■ GIVEN RECORDS
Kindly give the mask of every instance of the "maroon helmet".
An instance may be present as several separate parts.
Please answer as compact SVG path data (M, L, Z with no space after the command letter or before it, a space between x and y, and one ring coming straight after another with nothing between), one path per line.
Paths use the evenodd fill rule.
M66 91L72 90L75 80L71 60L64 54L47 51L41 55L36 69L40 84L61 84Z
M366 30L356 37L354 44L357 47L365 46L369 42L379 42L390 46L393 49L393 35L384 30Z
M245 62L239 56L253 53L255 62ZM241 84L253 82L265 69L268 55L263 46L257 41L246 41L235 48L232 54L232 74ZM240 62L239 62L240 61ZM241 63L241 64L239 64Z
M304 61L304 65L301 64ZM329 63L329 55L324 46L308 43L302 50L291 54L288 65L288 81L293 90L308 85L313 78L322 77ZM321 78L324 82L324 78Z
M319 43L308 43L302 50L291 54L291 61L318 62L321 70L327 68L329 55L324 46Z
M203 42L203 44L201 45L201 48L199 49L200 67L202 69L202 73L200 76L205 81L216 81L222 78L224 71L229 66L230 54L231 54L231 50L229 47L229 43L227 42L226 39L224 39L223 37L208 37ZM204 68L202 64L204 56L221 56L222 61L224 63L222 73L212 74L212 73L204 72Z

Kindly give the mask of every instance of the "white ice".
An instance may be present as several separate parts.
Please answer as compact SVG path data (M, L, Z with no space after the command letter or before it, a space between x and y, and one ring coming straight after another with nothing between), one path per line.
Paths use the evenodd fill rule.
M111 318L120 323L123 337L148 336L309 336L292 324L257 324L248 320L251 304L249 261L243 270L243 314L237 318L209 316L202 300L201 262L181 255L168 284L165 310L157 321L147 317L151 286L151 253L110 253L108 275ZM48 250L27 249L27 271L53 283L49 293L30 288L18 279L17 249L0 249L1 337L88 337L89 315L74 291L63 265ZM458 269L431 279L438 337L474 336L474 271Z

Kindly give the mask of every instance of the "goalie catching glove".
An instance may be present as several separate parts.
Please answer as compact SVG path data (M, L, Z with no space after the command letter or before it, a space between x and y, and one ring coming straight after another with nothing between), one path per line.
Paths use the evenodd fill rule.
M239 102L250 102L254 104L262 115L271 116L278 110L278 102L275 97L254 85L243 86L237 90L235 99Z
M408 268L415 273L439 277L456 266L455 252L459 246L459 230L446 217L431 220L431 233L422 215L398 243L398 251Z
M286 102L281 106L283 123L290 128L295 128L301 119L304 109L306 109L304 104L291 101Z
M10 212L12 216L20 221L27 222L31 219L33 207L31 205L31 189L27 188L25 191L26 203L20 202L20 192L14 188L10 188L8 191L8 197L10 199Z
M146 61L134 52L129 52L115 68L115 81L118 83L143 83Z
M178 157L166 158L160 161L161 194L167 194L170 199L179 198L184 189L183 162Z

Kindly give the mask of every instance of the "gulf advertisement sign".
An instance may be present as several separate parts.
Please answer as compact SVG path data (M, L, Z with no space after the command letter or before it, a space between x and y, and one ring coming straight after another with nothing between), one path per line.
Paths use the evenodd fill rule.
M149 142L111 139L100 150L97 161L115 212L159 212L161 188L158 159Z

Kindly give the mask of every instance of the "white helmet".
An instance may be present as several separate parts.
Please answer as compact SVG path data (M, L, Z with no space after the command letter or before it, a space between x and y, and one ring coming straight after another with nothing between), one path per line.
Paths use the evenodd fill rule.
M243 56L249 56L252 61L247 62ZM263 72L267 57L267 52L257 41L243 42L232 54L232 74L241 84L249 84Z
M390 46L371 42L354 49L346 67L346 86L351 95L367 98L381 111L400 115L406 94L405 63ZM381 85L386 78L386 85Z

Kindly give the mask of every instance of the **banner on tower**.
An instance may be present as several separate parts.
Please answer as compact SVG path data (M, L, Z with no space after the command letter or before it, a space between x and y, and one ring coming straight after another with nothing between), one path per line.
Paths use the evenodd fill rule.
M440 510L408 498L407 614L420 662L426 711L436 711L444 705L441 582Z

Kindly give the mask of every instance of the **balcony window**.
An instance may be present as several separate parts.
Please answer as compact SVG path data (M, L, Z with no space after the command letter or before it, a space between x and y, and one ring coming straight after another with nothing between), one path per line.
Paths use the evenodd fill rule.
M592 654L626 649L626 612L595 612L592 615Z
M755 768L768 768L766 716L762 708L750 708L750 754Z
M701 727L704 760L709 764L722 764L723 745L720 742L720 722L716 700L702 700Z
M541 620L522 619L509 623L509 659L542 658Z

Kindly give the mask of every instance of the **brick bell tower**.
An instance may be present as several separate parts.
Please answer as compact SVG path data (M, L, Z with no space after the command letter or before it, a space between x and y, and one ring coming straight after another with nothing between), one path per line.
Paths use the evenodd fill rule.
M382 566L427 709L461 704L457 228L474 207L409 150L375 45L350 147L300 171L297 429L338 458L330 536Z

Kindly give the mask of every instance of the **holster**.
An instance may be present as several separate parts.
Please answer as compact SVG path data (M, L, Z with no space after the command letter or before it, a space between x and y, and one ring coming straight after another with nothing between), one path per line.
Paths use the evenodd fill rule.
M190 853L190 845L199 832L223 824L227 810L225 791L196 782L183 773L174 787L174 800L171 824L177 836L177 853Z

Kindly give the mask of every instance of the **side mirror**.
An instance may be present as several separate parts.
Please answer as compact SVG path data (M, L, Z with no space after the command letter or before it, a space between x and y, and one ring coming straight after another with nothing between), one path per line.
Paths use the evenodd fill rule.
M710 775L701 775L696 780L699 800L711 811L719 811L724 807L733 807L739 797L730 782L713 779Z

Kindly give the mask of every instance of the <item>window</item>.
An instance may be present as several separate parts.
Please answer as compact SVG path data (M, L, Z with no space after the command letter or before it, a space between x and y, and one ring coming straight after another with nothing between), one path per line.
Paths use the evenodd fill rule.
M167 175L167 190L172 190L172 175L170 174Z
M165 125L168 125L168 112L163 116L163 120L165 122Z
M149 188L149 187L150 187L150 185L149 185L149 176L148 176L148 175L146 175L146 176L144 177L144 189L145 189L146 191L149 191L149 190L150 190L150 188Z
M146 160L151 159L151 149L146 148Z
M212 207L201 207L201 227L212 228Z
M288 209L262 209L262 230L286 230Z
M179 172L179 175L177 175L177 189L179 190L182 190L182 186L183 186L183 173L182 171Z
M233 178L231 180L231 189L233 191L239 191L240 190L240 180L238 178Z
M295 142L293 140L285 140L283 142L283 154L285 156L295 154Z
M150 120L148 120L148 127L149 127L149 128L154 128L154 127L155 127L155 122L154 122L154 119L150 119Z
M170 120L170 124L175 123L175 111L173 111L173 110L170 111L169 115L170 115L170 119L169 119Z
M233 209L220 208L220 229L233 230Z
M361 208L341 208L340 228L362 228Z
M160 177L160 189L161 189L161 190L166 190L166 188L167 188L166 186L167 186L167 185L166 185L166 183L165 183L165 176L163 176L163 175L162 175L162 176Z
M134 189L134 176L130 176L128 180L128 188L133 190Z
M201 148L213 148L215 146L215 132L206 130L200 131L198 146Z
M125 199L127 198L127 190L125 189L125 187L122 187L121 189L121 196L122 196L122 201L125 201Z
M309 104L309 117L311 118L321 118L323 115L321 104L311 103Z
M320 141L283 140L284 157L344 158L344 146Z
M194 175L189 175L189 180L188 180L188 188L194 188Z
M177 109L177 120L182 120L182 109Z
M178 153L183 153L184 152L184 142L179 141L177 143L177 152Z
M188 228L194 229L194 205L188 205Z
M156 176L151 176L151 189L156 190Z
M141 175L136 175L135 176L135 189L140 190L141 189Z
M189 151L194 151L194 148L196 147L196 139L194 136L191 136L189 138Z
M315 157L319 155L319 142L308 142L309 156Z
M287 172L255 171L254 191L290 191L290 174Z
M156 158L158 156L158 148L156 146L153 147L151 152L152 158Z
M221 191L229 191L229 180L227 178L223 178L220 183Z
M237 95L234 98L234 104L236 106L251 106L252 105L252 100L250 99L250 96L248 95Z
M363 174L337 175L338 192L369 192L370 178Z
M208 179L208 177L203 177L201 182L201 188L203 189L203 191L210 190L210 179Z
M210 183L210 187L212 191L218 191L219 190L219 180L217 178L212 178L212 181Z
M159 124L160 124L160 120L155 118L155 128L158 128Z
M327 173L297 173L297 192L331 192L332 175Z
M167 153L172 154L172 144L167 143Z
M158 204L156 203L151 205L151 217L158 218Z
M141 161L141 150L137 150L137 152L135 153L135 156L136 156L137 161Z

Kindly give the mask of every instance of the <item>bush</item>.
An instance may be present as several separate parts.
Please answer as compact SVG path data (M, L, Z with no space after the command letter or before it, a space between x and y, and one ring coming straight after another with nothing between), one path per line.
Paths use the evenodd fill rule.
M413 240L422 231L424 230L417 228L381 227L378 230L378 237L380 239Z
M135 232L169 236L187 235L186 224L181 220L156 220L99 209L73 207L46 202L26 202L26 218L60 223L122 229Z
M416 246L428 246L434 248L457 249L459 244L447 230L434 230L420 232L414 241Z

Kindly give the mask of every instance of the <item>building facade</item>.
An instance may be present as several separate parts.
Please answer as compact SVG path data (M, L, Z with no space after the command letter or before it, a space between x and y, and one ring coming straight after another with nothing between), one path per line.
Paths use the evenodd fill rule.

■ ACTIVITY
For this exercise, gather every line of the data that contains the word "window".

■ REPLY
Kindly give the mask of every instance of the **balcony window**.
Kindly give the mask of every instance of the <item>window</item>.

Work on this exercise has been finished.